* WHAT YOU HAVE TO DO
Please edit the items from the start through the line that contains "point(474, 382)", replacing "pointer" with "marker" and changing nothing else. Give back only those lines, and leave the pictures out.

-------------------------

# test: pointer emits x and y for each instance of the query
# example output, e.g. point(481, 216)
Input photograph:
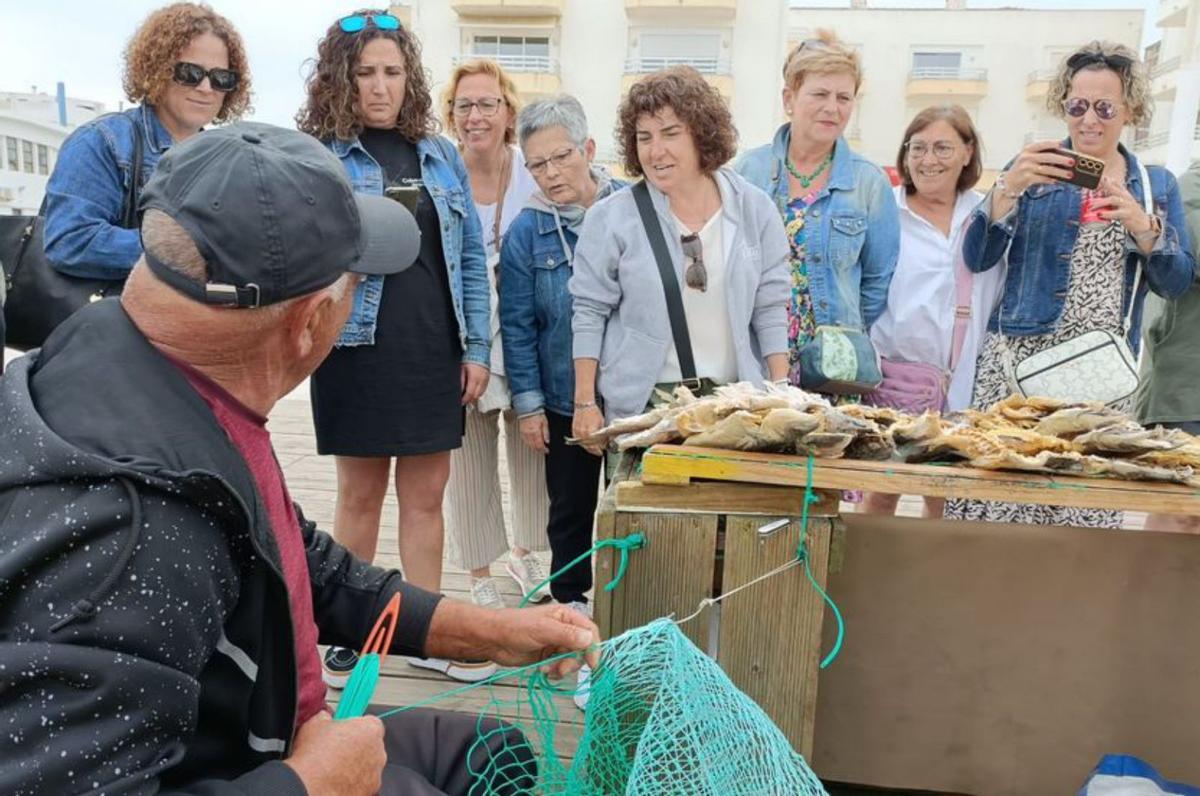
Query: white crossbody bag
point(1093, 366)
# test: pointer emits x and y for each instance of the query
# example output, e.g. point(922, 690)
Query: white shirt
point(707, 311)
point(918, 322)
point(521, 187)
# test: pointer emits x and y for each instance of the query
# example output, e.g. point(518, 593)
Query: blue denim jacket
point(853, 246)
point(1039, 234)
point(462, 243)
point(535, 312)
point(85, 195)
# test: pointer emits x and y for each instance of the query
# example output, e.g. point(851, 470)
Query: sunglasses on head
point(355, 23)
point(192, 75)
point(696, 275)
point(1077, 107)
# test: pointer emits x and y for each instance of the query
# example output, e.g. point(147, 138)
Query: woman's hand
point(1038, 165)
point(587, 422)
point(535, 432)
point(1116, 202)
point(474, 382)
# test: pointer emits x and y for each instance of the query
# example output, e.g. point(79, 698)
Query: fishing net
point(661, 718)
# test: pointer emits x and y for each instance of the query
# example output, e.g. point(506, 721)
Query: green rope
point(633, 542)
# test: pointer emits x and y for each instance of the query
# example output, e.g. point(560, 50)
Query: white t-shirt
point(707, 311)
point(918, 322)
point(521, 187)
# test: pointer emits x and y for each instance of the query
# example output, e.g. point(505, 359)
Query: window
point(663, 49)
point(519, 53)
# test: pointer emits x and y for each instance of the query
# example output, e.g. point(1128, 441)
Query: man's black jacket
point(145, 636)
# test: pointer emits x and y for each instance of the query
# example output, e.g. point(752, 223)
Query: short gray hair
point(559, 111)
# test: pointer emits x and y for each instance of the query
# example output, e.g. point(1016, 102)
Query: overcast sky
point(81, 41)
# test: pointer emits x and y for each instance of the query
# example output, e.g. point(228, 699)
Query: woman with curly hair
point(415, 349)
point(726, 246)
point(841, 219)
point(1079, 261)
point(185, 67)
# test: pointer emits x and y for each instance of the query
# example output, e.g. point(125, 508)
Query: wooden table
point(979, 658)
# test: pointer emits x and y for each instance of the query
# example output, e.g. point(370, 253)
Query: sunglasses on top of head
point(192, 75)
point(357, 23)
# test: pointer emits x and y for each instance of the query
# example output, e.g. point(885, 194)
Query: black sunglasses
point(1081, 60)
point(192, 75)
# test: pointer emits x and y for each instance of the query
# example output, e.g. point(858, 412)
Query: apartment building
point(33, 127)
point(1173, 138)
point(996, 63)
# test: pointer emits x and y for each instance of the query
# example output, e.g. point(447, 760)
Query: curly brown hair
point(331, 109)
point(154, 48)
point(697, 105)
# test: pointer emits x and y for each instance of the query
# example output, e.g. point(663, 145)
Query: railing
point(1169, 65)
point(946, 73)
point(515, 63)
point(702, 65)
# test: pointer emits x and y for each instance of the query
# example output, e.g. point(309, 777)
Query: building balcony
point(1037, 84)
point(947, 82)
point(706, 10)
point(714, 70)
point(1174, 13)
point(533, 75)
point(508, 7)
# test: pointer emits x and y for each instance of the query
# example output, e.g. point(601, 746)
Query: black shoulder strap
point(670, 282)
point(130, 220)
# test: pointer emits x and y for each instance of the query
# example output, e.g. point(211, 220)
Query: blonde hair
point(508, 90)
point(1134, 79)
point(825, 54)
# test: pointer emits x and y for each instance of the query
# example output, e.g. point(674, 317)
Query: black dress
point(402, 395)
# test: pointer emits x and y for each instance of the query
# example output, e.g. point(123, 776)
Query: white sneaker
point(582, 688)
point(528, 573)
point(485, 593)
point(467, 671)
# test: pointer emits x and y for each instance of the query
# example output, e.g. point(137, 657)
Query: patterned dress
point(1093, 301)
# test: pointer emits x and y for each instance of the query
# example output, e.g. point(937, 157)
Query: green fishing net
point(661, 718)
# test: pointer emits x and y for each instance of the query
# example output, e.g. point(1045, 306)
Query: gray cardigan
point(619, 309)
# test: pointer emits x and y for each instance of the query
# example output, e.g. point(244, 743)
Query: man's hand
point(340, 758)
point(531, 634)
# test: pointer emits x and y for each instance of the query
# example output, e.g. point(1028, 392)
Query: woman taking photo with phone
point(415, 348)
point(1079, 261)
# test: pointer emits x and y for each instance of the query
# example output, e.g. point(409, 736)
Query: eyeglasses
point(487, 106)
point(357, 23)
point(1077, 107)
point(943, 150)
point(192, 75)
point(1115, 63)
point(696, 275)
point(558, 159)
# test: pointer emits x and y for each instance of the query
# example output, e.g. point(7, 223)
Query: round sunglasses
point(192, 75)
point(1105, 109)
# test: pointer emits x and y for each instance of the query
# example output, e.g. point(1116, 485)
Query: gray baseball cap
point(274, 216)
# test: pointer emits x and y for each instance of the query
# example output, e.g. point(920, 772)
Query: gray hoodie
point(621, 312)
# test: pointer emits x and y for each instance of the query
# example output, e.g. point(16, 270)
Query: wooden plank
point(771, 634)
point(671, 461)
point(712, 497)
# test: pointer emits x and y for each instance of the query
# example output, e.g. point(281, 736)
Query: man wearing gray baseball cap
point(162, 596)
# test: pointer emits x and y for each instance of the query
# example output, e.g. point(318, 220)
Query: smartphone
point(1087, 169)
point(407, 195)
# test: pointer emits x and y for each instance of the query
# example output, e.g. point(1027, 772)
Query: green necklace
point(805, 180)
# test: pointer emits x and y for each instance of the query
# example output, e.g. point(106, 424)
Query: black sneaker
point(337, 665)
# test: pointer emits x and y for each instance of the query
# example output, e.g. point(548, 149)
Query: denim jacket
point(85, 195)
point(462, 243)
point(1039, 234)
point(535, 311)
point(853, 246)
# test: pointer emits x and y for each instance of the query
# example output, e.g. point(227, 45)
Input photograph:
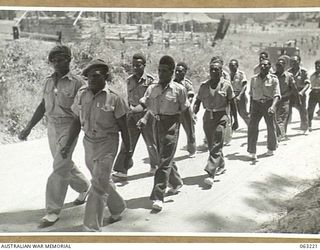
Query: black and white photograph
point(187, 122)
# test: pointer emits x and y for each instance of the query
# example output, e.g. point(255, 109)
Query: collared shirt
point(59, 97)
point(215, 99)
point(98, 112)
point(187, 84)
point(315, 80)
point(286, 82)
point(137, 87)
point(171, 100)
point(301, 77)
point(238, 80)
point(264, 88)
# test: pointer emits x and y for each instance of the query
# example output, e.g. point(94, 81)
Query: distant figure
point(298, 100)
point(264, 94)
point(216, 94)
point(314, 95)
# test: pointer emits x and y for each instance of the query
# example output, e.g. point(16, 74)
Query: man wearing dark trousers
point(101, 113)
point(314, 96)
point(303, 83)
point(239, 85)
point(137, 85)
point(59, 92)
point(264, 94)
point(165, 101)
point(287, 89)
point(216, 94)
point(180, 72)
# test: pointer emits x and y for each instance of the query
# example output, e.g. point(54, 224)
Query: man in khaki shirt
point(102, 114)
point(59, 92)
point(239, 85)
point(314, 95)
point(137, 84)
point(165, 101)
point(216, 94)
point(264, 93)
point(180, 72)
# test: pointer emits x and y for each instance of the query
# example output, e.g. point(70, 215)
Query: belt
point(161, 117)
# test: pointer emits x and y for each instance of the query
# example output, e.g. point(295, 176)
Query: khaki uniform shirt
point(215, 99)
point(137, 87)
point(301, 77)
point(286, 82)
point(169, 101)
point(238, 80)
point(187, 84)
point(98, 113)
point(315, 80)
point(264, 89)
point(60, 96)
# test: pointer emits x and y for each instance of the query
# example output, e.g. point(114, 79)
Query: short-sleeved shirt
point(315, 80)
point(286, 82)
point(238, 80)
point(301, 77)
point(264, 88)
point(187, 84)
point(59, 97)
point(98, 112)
point(215, 99)
point(171, 100)
point(137, 87)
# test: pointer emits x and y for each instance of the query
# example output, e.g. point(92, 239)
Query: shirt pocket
point(105, 117)
point(65, 97)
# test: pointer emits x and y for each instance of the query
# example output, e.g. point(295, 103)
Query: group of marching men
point(156, 109)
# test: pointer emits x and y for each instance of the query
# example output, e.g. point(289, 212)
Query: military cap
point(59, 50)
point(183, 64)
point(168, 60)
point(95, 63)
point(138, 56)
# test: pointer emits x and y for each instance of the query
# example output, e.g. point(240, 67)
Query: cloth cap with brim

-------------------------

* TASK SOLUTION
# test: marker emits x and y for each instance of the query
# example output, e.g. point(481, 216)
Input photograph:
Query: white crossbody bag
point(1093, 366)
# test: marker emits x and y for each instance of the query
# example output, e.g. point(922, 690)
Query: white shirt
point(707, 311)
point(918, 322)
point(521, 187)
# test: marker emits x and y for each instance of the query
# example output, e.g. point(518, 593)
Query: blue denim jacket
point(853, 246)
point(1039, 234)
point(462, 243)
point(535, 312)
point(85, 195)
# test: marker emits x and y for each instance of the query
# example output, e.g. point(851, 470)
Query: sunglasses on head
point(355, 23)
point(192, 75)
point(696, 275)
point(1077, 107)
# test: marker emits x and y for each instance of the query
# example output, e.g. point(147, 138)
Query: woman's hand
point(1038, 165)
point(587, 422)
point(535, 432)
point(1116, 202)
point(474, 382)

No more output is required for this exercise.